▶ Extrait du texte
Les États-Unis disent oui au poulet de synthèse cultivé en laboratoire

Le ministère de l'agriculture américain a accordé l'autorisation aux principales entreprises de viande artificielle de commercialisation du poulet de laboratoire dans les restaurants. Cette pratique qui suscite de nombreuses questions n'est pas pour demain sur le continent européen.

Après le poulet d'élevage, bientôt le poulet de "culture"? Le ministère américain de l'Agriculture a donné son feu vert mercredi à deux entreprises qui produisent de la viande de poulet de synthèse.

Upside foods et Good Meat, les principales actrices du secteur, ont salué cette décision et indiqué vouloir rapidement les commercialiser dans des restaurants.

▶ Liste des tâches
1 - Indiquez si chacune de ces affirmations concorde avec l'extrait sur le poulet de laboratoire, par oui ou non, en citant les mots décisifs : (a) le ministère américain de l'Agriculture a donné son accord un mercredi ; (b) la vente du poulet de laboratoire est imminente en Europe ; (c) Upside foods et Good Meat comptent d'abord vendre leur viande en supermarché.
2 - D'après l'extrait sur le poulet de laboratoire, quelles entreprises ont salué la décision du ministère ?
3 - Poursuivez l'extrait sur le poulet de laboratoire à partir de sa dernière phrase.
Les items placés après l'extrait n'ont aucun lien avec lui.

▶ Données
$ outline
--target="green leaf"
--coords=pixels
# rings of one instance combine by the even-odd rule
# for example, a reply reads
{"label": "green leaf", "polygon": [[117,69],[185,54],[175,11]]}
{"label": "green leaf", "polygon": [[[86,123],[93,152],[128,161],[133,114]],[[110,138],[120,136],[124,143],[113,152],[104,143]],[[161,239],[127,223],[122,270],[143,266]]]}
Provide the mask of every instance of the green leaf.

---

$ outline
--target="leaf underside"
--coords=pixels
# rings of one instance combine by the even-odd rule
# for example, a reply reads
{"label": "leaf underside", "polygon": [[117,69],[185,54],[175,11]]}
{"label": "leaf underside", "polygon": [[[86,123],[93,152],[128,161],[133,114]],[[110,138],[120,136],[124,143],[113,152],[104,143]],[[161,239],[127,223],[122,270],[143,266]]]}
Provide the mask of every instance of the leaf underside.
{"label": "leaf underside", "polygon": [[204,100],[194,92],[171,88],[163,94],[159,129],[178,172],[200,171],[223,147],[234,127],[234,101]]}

▶ Réponses fournies
1 -
(a) Oui : « a donné son feu vert mercredi ».
(b) Non : « n'est pas pour demain sur le continent européen ».
(c) Non : « vouloir rapidement les commercialiser dans des restaurants ».

2 - Upside foods et Good Meat.

3 -
Des cellules d'animaux passées par un bioréacteur

Cette nouvelle n'est pas une surprise alors que l'agence chargée de la sécurité alimentaire aux États-Unis (FDA) avait déjà donné son feu vert en novembre dernier. Jusqu'ici, seul Singapour avait autorisé la commercialisation de viande artificielle en 2020.

"Cette autorisation va fondamentalement changer la manière dont la viande atterrit sur nos tables", s'est réjoui le patron d'Upside foods dans un communiqué de presse.

Très différent des substituts d'origine végétale comme les "steaks" de tofu et de soja, la viande artificielle implique un processus particulier. Des cellules sont prélevées sur des animaux, puis cultivées en laboratoire dans des bioréacteurs pour se multiplier et enfin aboutir à une escalope ou une cuisse de poulet après le passage par un moule dans des formes prédéfinies.

Un impact environnemental plutôt flou

Pour gagner en notoriété, les deux compagnies misent beaucoup sur des restaurateurs courus. La cheffe étoilée Dominique Crenn qui tient un restaurant à San Francisco a déjà passé commande, tout comme le chef américain José André qui dirige des établissements à Washington DC.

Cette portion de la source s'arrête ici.